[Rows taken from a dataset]
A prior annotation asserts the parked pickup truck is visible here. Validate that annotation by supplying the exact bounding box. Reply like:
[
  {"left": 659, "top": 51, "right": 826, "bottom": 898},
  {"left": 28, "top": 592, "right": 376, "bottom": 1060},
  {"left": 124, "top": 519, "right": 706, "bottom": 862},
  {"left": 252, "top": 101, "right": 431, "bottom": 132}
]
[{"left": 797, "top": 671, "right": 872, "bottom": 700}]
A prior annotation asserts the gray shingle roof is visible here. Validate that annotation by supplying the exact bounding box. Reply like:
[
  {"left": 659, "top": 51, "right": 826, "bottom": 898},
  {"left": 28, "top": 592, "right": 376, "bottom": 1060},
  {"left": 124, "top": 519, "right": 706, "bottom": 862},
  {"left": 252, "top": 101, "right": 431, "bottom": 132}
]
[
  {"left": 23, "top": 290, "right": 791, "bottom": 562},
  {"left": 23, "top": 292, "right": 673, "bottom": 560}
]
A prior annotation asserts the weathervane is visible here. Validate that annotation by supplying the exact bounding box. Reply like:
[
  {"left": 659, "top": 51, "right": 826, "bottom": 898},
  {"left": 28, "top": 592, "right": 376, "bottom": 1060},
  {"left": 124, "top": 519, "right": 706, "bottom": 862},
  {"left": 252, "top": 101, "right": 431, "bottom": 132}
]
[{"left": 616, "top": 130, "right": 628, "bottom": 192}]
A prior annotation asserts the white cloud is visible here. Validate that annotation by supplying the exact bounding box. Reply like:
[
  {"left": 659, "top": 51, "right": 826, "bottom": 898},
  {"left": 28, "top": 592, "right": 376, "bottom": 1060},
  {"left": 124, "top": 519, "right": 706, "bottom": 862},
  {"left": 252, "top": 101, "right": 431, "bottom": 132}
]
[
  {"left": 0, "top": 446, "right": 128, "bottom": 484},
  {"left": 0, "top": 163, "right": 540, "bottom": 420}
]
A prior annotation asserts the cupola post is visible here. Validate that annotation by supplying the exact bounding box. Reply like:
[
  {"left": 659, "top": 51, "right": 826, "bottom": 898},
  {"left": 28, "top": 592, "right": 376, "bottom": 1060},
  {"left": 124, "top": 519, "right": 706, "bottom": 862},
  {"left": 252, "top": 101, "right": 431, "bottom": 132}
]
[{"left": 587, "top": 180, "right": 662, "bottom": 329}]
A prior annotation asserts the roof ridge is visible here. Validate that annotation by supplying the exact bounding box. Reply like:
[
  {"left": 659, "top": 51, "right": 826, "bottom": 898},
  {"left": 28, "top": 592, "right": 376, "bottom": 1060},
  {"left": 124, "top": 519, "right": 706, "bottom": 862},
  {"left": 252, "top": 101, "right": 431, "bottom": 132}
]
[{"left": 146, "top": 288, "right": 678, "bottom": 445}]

# Problem statement
Please count how many lines in the records above contain the string "roof", treating uppercase and lowercase as different, and reply with the number alone.

# Output below
2